_Work to be completed_
Below are some entries; write out each one of them exactly.

_The data_
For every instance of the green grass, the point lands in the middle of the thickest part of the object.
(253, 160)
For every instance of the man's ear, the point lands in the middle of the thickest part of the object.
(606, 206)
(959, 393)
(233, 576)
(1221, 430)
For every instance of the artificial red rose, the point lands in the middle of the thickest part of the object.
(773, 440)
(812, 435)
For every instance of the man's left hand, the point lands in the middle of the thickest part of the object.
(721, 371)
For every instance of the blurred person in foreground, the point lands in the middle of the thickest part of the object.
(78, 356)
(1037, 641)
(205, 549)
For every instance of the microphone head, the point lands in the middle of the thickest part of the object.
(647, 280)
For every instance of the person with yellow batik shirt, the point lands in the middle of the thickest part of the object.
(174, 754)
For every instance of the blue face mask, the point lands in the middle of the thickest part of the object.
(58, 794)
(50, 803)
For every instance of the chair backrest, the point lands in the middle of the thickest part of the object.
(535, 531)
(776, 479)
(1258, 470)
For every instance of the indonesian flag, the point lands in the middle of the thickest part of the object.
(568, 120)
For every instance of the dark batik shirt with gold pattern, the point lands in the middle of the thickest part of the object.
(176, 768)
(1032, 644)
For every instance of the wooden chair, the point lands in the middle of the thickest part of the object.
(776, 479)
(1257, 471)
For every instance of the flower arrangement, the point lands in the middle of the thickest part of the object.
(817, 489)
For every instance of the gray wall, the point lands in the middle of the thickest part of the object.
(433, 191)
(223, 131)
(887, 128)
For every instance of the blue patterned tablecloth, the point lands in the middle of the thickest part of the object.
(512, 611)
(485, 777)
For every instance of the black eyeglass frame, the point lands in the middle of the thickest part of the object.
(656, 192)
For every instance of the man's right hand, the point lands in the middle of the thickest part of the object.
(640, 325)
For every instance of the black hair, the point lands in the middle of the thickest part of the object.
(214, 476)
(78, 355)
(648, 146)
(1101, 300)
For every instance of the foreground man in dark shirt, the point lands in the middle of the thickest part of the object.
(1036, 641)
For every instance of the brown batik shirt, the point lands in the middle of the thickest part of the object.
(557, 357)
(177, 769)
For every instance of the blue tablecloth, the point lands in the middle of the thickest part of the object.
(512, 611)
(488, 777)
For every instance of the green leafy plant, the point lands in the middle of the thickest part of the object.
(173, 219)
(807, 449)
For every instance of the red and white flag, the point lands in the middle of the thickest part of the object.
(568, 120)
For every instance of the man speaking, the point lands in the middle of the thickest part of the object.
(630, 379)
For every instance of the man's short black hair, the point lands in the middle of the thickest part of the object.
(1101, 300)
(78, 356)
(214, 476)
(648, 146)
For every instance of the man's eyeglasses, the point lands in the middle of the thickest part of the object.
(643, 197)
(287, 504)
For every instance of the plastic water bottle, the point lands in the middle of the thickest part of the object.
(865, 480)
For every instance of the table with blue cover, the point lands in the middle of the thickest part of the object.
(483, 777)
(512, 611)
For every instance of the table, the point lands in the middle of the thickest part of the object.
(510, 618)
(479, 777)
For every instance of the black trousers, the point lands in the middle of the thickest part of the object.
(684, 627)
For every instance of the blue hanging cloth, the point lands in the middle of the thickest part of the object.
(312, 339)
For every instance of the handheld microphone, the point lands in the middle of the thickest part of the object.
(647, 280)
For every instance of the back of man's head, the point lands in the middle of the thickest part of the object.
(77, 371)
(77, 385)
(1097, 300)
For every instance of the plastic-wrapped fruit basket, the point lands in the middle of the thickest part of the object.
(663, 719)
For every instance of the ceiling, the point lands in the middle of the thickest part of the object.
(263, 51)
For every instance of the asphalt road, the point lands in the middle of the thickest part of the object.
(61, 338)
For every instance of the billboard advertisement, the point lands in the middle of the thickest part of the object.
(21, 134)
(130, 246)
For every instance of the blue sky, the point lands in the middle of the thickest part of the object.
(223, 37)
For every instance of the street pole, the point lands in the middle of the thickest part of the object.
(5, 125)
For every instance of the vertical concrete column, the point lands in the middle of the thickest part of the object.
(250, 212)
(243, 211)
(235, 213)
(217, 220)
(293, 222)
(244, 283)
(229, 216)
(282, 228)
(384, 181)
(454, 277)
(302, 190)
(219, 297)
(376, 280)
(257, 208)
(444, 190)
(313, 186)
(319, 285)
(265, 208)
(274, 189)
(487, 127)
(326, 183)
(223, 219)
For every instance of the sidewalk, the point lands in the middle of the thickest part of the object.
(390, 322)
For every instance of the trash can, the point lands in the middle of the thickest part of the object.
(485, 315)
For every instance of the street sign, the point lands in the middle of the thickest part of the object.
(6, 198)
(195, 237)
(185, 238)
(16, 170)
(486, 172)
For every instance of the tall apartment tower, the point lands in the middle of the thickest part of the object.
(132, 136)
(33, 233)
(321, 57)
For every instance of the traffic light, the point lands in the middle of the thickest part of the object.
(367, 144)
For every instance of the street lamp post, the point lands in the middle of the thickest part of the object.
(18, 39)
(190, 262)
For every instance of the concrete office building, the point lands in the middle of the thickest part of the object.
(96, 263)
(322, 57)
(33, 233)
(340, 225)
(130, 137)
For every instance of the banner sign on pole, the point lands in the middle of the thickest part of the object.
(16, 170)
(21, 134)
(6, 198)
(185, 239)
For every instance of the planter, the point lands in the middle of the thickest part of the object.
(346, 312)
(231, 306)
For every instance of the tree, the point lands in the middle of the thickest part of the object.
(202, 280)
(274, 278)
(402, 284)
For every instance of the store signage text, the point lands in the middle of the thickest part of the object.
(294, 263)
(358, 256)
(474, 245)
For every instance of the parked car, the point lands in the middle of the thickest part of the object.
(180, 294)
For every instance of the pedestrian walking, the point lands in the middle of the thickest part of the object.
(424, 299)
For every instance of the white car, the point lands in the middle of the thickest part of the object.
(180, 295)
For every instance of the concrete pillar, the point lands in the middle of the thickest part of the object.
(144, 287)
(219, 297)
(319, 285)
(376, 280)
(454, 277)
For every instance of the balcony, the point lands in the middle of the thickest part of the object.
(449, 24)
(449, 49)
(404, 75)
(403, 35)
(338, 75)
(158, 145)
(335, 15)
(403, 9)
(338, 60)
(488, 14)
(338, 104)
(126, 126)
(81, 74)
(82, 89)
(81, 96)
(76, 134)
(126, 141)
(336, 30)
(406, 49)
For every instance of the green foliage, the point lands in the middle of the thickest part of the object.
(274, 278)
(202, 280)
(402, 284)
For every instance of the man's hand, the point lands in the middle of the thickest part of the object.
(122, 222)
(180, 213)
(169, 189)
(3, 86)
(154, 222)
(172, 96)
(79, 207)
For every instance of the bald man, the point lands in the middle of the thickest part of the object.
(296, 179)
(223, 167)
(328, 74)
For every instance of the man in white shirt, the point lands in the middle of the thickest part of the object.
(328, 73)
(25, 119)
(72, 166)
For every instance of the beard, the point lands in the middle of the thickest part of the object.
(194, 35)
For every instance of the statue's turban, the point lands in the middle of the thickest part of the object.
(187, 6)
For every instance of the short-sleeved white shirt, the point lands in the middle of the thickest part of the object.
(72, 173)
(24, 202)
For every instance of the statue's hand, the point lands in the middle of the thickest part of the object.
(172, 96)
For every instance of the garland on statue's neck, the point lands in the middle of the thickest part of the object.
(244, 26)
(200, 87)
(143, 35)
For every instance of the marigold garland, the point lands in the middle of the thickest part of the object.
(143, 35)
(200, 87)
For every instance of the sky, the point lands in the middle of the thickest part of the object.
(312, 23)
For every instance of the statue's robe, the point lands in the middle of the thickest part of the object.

_Result for this task_
For every instance of the green grass, the point lands in the middle of the thickest part of the object.
(253, 160)
For every instance of the man's ear, the point lands in the middle of the thickest part of the object.
(606, 206)
(959, 393)
(233, 576)
(1221, 430)
For every instance of the artificial red rose, the point lands in the middle of the thickest part of the object.
(773, 440)
(812, 435)
For every instance of the man's left hand, the point lands in the middle of the thickest part of the object.
(721, 371)
For every instance of the blurred person in foreground, the point lands in the middle of the thickest part of the object.
(78, 356)
(1037, 641)
(205, 549)
For every instance of the microphone head, the point lands in the middle of the thickest part of the object.
(647, 280)
For every instance of the person with yellow batik shirt, the point lands in the middle of the thickest part of the object.
(174, 754)
For every instance of the blue face mask, the point lands in the middle of the thickest part of the object.
(58, 794)
(50, 803)
For every instance of the chair backrest, the point lands in the middle of the thickest part of the object.
(535, 531)
(776, 479)
(1258, 470)
For every instance of the indonesian flag, the point lands in the middle of the thickest part of the object.
(568, 120)
For every instance of the dark batik shirt with gold pattern, the point lands in the middle of the thickest part of the object.
(176, 768)
(1032, 644)
For every instance of the wooden chair, the point lands in the middle of the thickest part of the object.
(776, 479)
(1257, 471)
For every instance of the flower arrangement, the point lands in the middle of the thickest part of the object.
(817, 489)
For every instance of the gray wall, the point lands in the middle of the thickest part of the object.
(433, 191)
(223, 131)
(887, 128)
For every instance of the blue patterned tablecloth, the point lands in the middle of the thickest part of the object.
(512, 611)
(485, 777)
For every instance of the black eyeglass frame, the point lands in the middle of the thickest part of the object.
(656, 192)
For every instance of the man's right hand, the point lands in the middle of the thickest part of the object.
(640, 325)
For every instance of the black hair, the point lands in the middle of the thickest part of the object.
(214, 476)
(78, 355)
(648, 146)
(1101, 300)
For every instance of the foreground man in dark shirt, the point lands in the middle of the thickest part of the object.
(1036, 641)
For every instance of the brown batik shirt, the point lands in the middle of the thickest part of the object.
(557, 357)
(177, 769)
For every instance of the blue tablecloth, the point lands in the middle of the thickest part of the object.
(512, 611)
(488, 777)
For every instance of the green leafy plant, the point lands in the middle of the thickest part of the object.
(173, 219)
(807, 449)
For every instance of the red and white flag, the point lands in the middle of the thickest part of the object.
(568, 120)
For every instance of the man speaking, the point lands in the middle of the thickest part of the object.
(630, 379)
For every instance of the man's short black hair, the point lands in the middle of the thickest part of the object.
(1101, 300)
(78, 356)
(214, 476)
(648, 146)
For every instance of the man's eyeglasses, the point lands in the middle of the thickest part of the object.
(643, 197)
(287, 504)
For every instance of the plastic water bottle, the point lands in the middle of the thickest part of the object.
(865, 480)
For every instance of the table with blue cover, the point lands in the middle of the thickest part of the object.
(483, 777)
(512, 611)
For every instance of the table, the point lands in the middle of the thickest part of the object.
(510, 618)
(479, 777)
For every instance of the black trousers, the point lands in the middle of the thickest part of the object.
(684, 627)
For every instance of the blue hanging cloth, the point lands in the middle of the thickest part of the object.
(312, 339)
For every instance of the handheld microphone, the point lands in the middle of the thickest part of the object.
(647, 280)
For every instance of the back of man's head, the point lands in the middle of the thickest part of the object.
(77, 371)
(77, 385)
(1097, 300)
For every instance of the plastic-wrapped fruit basket, the point lands in the middle of the thickest part of the object.
(663, 719)
For every instance of the ceiling, the point lands in the middle of the thickest part of the object.
(263, 51)
For every instance of the asphalt road, the point lands in the middle of the thickest part of the object.
(61, 338)
For every instance of the billboard advertisement, the point lands in the middle of the thickest part of the object.
(21, 134)
(130, 246)
For every instance of the blue sky, the point lands in the middle of the thickest part of the object.
(223, 37)
For every instance of the street pole, the point lands in the middle of the thickest part of the object.
(5, 125)
For every instance of the vertical concrete column, the point lands in the middle of the thickest part of the object.
(250, 212)
(243, 211)
(235, 213)
(217, 220)
(293, 222)
(244, 283)
(229, 216)
(282, 228)
(384, 181)
(454, 277)
(302, 190)
(219, 297)
(376, 280)
(257, 208)
(444, 190)
(313, 186)
(319, 285)
(265, 208)
(274, 189)
(487, 127)
(326, 183)
(223, 219)
For every instance of the sidewalk, the point lands in the middle of the thickest part of the object.
(390, 322)
For every instance of the trash can, the point lands in the middle of the thickest part of the object.
(485, 315)
For every instance of the street sign, the point lands in the middle of the thickest part of the object.
(6, 198)
(195, 237)
(185, 238)
(16, 170)
(486, 172)
For every instance of the tall apartment tower, the point lands in the middle of the thickest part of the object.
(132, 136)
(33, 233)
(321, 57)
For every instance of the traffic light, the point lands in the middle of the thickest part of the object.
(367, 144)
For every instance of the street lamp post, the point lands in the middle of the thickest part of the object.
(18, 39)
(190, 262)
For every instance of the concrete office building, the point lands in the middle of the thickest part of the object.
(96, 263)
(322, 57)
(33, 233)
(340, 225)
(130, 137)
For every instance of the banner sign on pole, the point lands in the middle of the thickest part of the object.
(16, 170)
(21, 134)
(6, 198)
(185, 239)
For every instance of the planter, the point lands in the middle of the thickest part of the object.
(346, 312)
(231, 306)
For every instance of the tree, the point lands in the middle of the thickest part of the object.
(202, 280)
(274, 278)
(402, 284)
For every instance of the store signage text, the point lands in the middle of the thickest part of the object.
(294, 263)
(358, 256)
(474, 245)
For every instance of the parked car, the point lands in the middle of the thickest part of the object.
(180, 294)
For every instance of the pedestrian walking, the point lands in the middle of the thickest part of the object.
(424, 299)
For every instance of the white car, the point lands in the middle of the thickest part of the object.
(180, 295)
For every instance of the concrete pillar, the point lands in the middle of the thickest part of the object.
(144, 287)
(219, 297)
(319, 285)
(376, 280)
(454, 277)
For every instance of the balcony, the point lands in the middle of the thickest part of the object.
(449, 24)
(449, 49)
(404, 75)
(403, 35)
(338, 75)
(158, 145)
(335, 15)
(403, 9)
(338, 60)
(488, 14)
(338, 104)
(126, 126)
(81, 74)
(82, 89)
(81, 96)
(76, 134)
(126, 141)
(336, 30)
(406, 49)
For every instance of the green foliage, the point lands in the middle of the thickest part of the object.
(274, 278)
(202, 280)
(402, 284)
For every instance of the man's hand, the point lands in the middle of the thickest part of the object.
(122, 222)
(180, 213)
(169, 189)
(3, 86)
(154, 222)
(172, 96)
(79, 207)
For every instance of the bald man, the point lands in the middle of the thickest part of the object.
(296, 179)
(223, 167)
(328, 74)
For every instance of the man in white shirt, the point lands in the middle of the thickest part of the object.
(328, 73)
(25, 119)
(72, 166)
For every instance of the beard, the point lands in the middle of the thickest part of the object.
(194, 35)
For every instance of the statue's turban, the point lands in the middle of the thickest part of the object.
(187, 6)
For every instance of the short-sleeved white shirt, the point lands in the middle of the thickest part of the object.
(72, 173)
(24, 202)
For every instance of the statue's hand, the point lands in the middle of the thickest part of the object.
(172, 96)
For every instance of the garland on statue's neck, the point lands in the middle of the thickest part of the object.
(244, 26)
(200, 87)
(143, 35)
For every instance of the marigold garland, the point lands in the middle of the thickest part of the object.
(143, 35)
(200, 87)
For every instance of the sky, the point lands in the middle of the thickest part of the object.
(312, 23)
For every instance of the statue's robe, the point lands in the middle of the thickest part of the object.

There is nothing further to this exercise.